>>>>>

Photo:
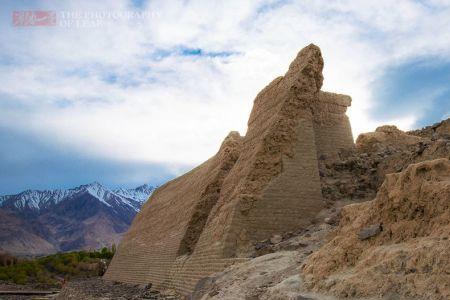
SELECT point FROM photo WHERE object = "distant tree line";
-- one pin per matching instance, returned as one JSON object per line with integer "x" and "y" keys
{"x": 51, "y": 270}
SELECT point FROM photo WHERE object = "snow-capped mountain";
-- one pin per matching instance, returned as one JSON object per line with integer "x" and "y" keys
{"x": 39, "y": 200}
{"x": 86, "y": 217}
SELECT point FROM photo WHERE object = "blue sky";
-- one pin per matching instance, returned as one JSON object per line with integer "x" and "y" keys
{"x": 130, "y": 92}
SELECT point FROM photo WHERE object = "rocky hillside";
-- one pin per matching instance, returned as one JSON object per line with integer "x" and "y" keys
{"x": 383, "y": 235}
{"x": 86, "y": 217}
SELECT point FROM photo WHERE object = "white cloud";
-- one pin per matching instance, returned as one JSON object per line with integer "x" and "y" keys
{"x": 178, "y": 108}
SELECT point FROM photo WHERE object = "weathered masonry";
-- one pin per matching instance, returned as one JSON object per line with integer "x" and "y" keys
{"x": 264, "y": 183}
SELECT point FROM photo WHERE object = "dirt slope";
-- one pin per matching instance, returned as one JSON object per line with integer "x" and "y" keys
{"x": 396, "y": 244}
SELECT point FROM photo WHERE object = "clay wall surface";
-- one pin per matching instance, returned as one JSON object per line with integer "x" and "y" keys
{"x": 263, "y": 184}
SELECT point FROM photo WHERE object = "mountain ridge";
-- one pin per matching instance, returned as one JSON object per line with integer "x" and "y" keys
{"x": 90, "y": 216}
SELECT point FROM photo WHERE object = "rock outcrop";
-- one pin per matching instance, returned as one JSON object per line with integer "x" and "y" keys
{"x": 405, "y": 254}
{"x": 263, "y": 184}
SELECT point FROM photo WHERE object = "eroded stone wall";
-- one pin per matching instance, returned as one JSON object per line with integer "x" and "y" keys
{"x": 265, "y": 183}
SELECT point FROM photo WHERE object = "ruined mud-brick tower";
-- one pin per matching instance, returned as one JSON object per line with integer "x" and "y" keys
{"x": 262, "y": 184}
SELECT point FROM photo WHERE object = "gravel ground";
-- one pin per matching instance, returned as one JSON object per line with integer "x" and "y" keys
{"x": 96, "y": 289}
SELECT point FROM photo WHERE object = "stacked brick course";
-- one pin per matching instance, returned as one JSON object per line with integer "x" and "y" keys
{"x": 262, "y": 184}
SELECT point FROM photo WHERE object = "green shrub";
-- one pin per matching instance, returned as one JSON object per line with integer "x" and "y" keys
{"x": 50, "y": 269}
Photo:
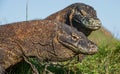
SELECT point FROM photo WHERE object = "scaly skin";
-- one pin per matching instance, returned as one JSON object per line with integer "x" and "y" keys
{"x": 43, "y": 39}
{"x": 81, "y": 16}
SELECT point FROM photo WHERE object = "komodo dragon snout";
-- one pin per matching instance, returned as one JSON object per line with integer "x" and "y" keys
{"x": 76, "y": 41}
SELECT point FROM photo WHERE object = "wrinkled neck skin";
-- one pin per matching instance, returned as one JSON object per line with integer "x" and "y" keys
{"x": 52, "y": 51}
{"x": 61, "y": 16}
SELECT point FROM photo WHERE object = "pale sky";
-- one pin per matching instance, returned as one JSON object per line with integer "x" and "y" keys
{"x": 15, "y": 10}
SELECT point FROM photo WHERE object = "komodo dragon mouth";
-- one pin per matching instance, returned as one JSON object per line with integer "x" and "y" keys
{"x": 76, "y": 41}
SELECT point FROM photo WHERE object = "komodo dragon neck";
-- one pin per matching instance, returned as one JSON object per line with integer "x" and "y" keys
{"x": 35, "y": 39}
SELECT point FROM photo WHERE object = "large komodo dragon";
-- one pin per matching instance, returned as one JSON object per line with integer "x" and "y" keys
{"x": 79, "y": 15}
{"x": 46, "y": 40}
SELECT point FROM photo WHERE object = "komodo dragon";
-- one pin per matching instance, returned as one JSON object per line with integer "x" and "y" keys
{"x": 79, "y": 15}
{"x": 47, "y": 40}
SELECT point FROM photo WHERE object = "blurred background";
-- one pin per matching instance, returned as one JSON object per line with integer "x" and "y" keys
{"x": 15, "y": 10}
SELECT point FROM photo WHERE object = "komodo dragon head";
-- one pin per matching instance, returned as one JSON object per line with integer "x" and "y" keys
{"x": 79, "y": 15}
{"x": 75, "y": 40}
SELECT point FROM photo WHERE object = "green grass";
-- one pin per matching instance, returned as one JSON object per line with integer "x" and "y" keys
{"x": 106, "y": 61}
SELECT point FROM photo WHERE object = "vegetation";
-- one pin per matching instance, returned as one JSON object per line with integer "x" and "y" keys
{"x": 106, "y": 61}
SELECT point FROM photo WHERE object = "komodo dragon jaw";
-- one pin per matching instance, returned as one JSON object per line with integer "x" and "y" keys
{"x": 76, "y": 41}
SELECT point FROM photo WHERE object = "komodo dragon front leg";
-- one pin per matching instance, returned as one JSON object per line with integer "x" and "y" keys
{"x": 40, "y": 37}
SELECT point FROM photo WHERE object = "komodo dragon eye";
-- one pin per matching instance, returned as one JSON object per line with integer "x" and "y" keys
{"x": 83, "y": 12}
{"x": 75, "y": 37}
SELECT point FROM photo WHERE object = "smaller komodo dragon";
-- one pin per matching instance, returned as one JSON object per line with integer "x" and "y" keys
{"x": 79, "y": 15}
{"x": 46, "y": 40}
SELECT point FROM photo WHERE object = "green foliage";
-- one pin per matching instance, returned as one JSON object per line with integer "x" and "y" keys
{"x": 106, "y": 61}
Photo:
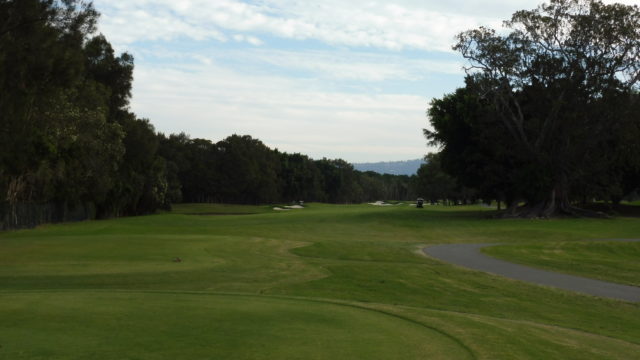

<<<<<

Description of the task: Return every line of the records that contains the word "mountain", treating uppercase and lowercase as different.

Output of the task:
SELECT point FROM photo WHERE object = "snow-capped mountain";
SELECT point FROM photo WHERE object = "mountain ridge";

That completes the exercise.